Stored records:

★ ★ ★

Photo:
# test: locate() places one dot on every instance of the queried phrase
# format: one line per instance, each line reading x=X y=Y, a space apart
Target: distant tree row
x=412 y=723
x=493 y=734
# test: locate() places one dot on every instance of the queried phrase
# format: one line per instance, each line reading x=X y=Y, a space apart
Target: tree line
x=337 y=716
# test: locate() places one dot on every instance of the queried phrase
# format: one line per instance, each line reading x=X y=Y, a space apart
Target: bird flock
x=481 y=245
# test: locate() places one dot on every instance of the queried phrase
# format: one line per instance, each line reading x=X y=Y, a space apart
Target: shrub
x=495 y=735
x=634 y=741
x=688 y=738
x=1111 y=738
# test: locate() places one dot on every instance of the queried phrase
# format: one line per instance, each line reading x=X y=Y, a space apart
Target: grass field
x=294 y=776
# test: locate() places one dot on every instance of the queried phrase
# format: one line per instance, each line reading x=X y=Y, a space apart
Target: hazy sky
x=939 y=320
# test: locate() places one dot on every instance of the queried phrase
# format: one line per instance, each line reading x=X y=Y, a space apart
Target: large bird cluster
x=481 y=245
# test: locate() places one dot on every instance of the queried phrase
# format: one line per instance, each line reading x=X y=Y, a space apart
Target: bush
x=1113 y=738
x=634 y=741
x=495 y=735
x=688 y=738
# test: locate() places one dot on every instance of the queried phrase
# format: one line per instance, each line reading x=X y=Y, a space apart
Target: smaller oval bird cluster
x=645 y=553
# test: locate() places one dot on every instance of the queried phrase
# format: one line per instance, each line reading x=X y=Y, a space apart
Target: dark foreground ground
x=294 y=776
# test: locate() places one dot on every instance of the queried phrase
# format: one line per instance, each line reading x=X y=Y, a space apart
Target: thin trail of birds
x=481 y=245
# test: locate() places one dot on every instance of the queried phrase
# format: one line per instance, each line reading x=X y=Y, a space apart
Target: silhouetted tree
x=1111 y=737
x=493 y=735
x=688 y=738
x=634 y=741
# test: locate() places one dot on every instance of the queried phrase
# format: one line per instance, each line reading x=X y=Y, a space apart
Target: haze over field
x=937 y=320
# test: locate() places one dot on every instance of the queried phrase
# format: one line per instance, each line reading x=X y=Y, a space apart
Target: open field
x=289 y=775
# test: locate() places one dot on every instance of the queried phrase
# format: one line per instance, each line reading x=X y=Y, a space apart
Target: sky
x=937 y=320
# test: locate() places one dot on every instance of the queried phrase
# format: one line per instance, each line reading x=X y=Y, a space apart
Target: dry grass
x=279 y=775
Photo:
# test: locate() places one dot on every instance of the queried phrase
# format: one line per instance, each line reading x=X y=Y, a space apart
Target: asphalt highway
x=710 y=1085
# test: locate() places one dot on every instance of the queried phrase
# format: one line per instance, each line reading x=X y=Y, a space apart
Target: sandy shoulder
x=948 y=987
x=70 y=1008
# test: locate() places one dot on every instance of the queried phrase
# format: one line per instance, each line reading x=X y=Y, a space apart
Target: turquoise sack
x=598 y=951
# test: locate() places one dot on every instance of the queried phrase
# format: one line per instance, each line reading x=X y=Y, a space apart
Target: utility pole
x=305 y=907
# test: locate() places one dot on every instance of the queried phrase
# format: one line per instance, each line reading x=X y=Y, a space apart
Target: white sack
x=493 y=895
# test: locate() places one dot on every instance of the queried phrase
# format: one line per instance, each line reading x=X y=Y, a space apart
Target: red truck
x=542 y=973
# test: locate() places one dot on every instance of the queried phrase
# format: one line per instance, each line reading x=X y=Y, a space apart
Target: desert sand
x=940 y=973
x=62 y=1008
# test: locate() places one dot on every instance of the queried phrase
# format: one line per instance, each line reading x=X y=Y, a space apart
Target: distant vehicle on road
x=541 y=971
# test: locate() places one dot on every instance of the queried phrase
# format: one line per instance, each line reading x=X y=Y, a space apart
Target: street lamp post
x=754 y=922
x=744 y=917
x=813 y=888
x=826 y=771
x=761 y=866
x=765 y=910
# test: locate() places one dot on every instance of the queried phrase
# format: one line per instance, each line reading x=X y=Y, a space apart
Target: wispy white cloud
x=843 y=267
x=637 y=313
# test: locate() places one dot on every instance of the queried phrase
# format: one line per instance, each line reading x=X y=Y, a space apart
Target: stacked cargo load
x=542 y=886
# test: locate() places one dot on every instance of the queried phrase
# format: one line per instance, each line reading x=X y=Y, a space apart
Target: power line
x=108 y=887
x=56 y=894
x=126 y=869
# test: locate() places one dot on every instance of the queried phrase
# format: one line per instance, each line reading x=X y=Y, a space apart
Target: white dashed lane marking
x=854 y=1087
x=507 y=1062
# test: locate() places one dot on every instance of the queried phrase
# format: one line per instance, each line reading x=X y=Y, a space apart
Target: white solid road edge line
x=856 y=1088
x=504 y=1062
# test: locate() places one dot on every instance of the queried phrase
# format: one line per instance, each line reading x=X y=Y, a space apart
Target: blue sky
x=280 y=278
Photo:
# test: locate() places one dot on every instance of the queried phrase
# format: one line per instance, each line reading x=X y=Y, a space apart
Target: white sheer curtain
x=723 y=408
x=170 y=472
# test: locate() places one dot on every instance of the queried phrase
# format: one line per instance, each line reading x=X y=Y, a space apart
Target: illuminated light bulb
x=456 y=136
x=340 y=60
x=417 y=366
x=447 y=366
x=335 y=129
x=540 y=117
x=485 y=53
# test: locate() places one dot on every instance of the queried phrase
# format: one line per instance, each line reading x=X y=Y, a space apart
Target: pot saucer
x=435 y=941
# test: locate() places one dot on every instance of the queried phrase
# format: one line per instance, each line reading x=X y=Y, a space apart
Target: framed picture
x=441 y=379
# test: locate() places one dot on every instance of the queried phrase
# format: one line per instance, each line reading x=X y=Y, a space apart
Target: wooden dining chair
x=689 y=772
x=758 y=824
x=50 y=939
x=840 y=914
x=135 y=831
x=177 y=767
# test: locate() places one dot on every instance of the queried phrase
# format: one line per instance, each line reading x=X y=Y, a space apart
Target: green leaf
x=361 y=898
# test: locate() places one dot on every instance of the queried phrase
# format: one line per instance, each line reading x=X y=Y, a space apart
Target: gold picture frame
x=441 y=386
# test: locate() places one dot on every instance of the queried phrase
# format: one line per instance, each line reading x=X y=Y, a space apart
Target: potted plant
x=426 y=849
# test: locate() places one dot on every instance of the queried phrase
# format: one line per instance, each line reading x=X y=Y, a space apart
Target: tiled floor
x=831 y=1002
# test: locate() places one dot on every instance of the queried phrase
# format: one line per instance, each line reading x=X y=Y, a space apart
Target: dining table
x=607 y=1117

★ ★ ★

THE TASK: Copy all of the material above, line for line, without changing anything.

ANSWER TO THIS EXERCISE:
Photo:
# test: locate() places one dot on every instance of the queried phrase
# format: one line per instance, each line reading x=X y=Y, a space apart
Target: distant tree row
x=412 y=723
x=493 y=734
# test: locate() places one dot on every instance of the queried phrase
# format: one line per instance, each line reading x=X y=Y, a space apart
Target: tree line
x=337 y=716
# test: locate() places one dot on every instance of the queried phrase
# format: one line per instance, each line reading x=X y=Y, a space apart
Target: bird flock
x=481 y=245
# test: locate() places one dot on every instance of the queried phrase
# format: one line per instance, each line reading x=X y=Y, a space apart
Target: shrub
x=495 y=735
x=634 y=741
x=688 y=738
x=1111 y=738
# test: locate() places one dot on every instance of the queried phrase
# format: one line per instance, each line reading x=X y=Y, a space apart
Target: grass field
x=294 y=776
# test: locate() places one dot on every instance of the queried phrase
# format: one line per instance, each line reading x=X y=Y, a space apart
Target: hazy sky
x=939 y=320
# test: locate() places one dot on every instance of the queried phrase
# format: one line per instance, each line reading x=X y=Y, a space apart
Target: large bird cluster
x=481 y=245
# test: locate() places one dot on every instance of the queried phrase
# format: one line per instance, each line reading x=X y=Y, a space apart
Target: bush
x=1113 y=738
x=634 y=741
x=495 y=735
x=688 y=738
# test: locate() places one dot on every instance of the queried phrase
# format: one line per instance, each line reading x=X y=Y, a space apart
Target: smaller oval bird cluster
x=645 y=553
# test: locate() places one dot on every instance of the queried phrase
# format: one line per instance, each line reading x=X y=Y, a space apart
Target: dark foreground ground
x=294 y=776
# test: locate() places one dot on every instance of the queried phrase
# format: one line per instance, each line reading x=X y=Y, a space apart
Target: thin trail of birds
x=481 y=245
# test: locate() places one dot on every instance of the queried phrase
# format: one line per instance, each line reading x=X y=Y, a space apart
Target: silhouetted tree
x=1111 y=737
x=493 y=735
x=688 y=738
x=634 y=741
# test: locate() places one dot on every instance of the queried phrase
# format: one line per instance, each line reading x=X y=Y, a space apart
Target: haze over field
x=937 y=320
# test: locate() places one dot on every instance of the queried phrase
# format: one line per instance, each line reading x=X y=Y, a space apart
Target: open field
x=289 y=775
# test: locate() places one dot on every instance of the queried phrase
# format: one line per instance, each line reading x=X y=Y, a space apart
Target: sky
x=937 y=320
# test: locate() places one dot on every instance of the queried phrase
# format: one line per instance, each line reading x=X y=Y, a space apart
Target: dry grass
x=279 y=775
Photo:
# test: locate() places one dot on every instance of the queried phrase
# format: one line per instance, each line reading x=X y=Y, a space apart
Target: asphalt highway
x=710 y=1085
# test: locate() places one dot on every instance of the queried phrase
# format: one line per instance, each line reading x=X y=Y, a space apart
Target: sandy shoulder
x=948 y=987
x=70 y=1008
# test: locate() places one dot on every instance of the queried phrase
# format: one line per instance, each line reading x=X y=Y, a space apart
Target: turquoise sack
x=598 y=951
# test: locate() places one dot on every instance of the queried phrase
# format: one line per instance, each line reading x=X y=Y, a space apart
Target: utility pole
x=305 y=907
# test: locate() places one dot on every instance of the queried phrase
# format: one line per instance, each line reading x=X y=Y, a space apart
Target: white sack
x=493 y=895
# test: locate() places one dot on every instance of the queried phrase
# format: one line per instance, each line reading x=X y=Y, a space apart
Target: red truck
x=542 y=973
# test: locate() places one dot on every instance of the queried phrase
# format: one line per instance, each line reading x=X y=Y, a space apart
Target: desert sand
x=940 y=973
x=62 y=1008
# test: locate() places one dot on every instance of the queried phrase
# format: one line per instance, each line reading x=X y=Y, a space apart
Target: distant vehicle on road
x=541 y=971
# test: locate() places one dot on every instance of the queried phrase
# format: one line per instance, each line reading x=X y=Y, a space apart
Target: street lamp post
x=754 y=922
x=744 y=917
x=813 y=888
x=826 y=771
x=761 y=866
x=765 y=910
# test: locate() places one dot on every instance of the queried phrase
# format: one line per instance, each line reading x=X y=Y, a space apart
Target: wispy white cloud
x=843 y=267
x=637 y=313
# test: locate() places one dot on every instance of the queried phrase
# format: one line per instance, each line reading x=X y=Y, a space apart
Target: stacked cargo load
x=542 y=886
# test: locate() places one dot on every instance of the queried phrase
# format: one line per instance, each line reading x=X y=Y, a space apart
Target: power line
x=108 y=887
x=56 y=894
x=126 y=869
# test: locate() places one dot on every instance of the queried phrase
# format: one line per instance, each line reading x=X y=Y, a space apart
Target: white dashed lane marking
x=854 y=1087
x=507 y=1062
# test: locate() places one dot on every instance of the queried phrase
# format: one line per instance, each line reading x=X y=Y, a space apart
Target: white solid road edge line
x=856 y=1088
x=504 y=1062
# test: locate() places one dot on every instance of the queried phrase
# format: one line per instance, each line reading x=X y=Y, a space apart
Target: blue sky
x=280 y=278
Photo:
# test: locate() places one dot on every instance of the queried phrase
# format: one line per instance, each line reading x=X y=Y, a space apart
Target: white sheer curtain
x=723 y=408
x=170 y=472
# test: locate() places one dot on every instance of the queried phrase
# format: one line per instance, each line reading x=X y=Y, a space apart
Target: illuminated light bulb
x=456 y=136
x=340 y=60
x=417 y=366
x=447 y=366
x=335 y=129
x=540 y=117
x=485 y=53
# test: locate() places one dot on every instance of the queried phrase
# format: one line per instance, each line reading x=X y=Y, a space apart
Target: pot saucer
x=435 y=941
# test: locate() places one dot on every instance of the queried phrase
# format: one line per instance, each line reading x=X y=Y, a space apart
Target: framed picture
x=441 y=379
# test: locate() places one dot on every instance of the queried phrase
# format: one line per instance, each line reading x=X y=Y, a space apart
Target: wooden dining chair
x=689 y=772
x=758 y=824
x=50 y=939
x=840 y=914
x=135 y=831
x=177 y=767
# test: locate() places one dot on every instance of the queried phrase
# format: one line per instance, each line reading x=X y=Y, a space apart
Target: green leaf
x=361 y=898
# test: locate() places one dot on every instance of the queried phrase
# format: one line per instance, each line reading x=X y=Y, a space apart
Target: gold picture frame
x=441 y=386
# test: locate() places one dot on every instance of the queried phrase
# format: one line per instance, each line reading x=X y=Y, a space apart
Target: potted plant
x=426 y=849
# test: locate() places one dot on every instance of the queried phrase
# format: one line per instance, each line reading x=X y=Y, a space apart
Target: tiled floor
x=831 y=1002
# test: locate() places one dot on every instance of the queried phrase
# format: one line per instance, each line reading x=X y=Y, a space apart
Target: dining table
x=607 y=1117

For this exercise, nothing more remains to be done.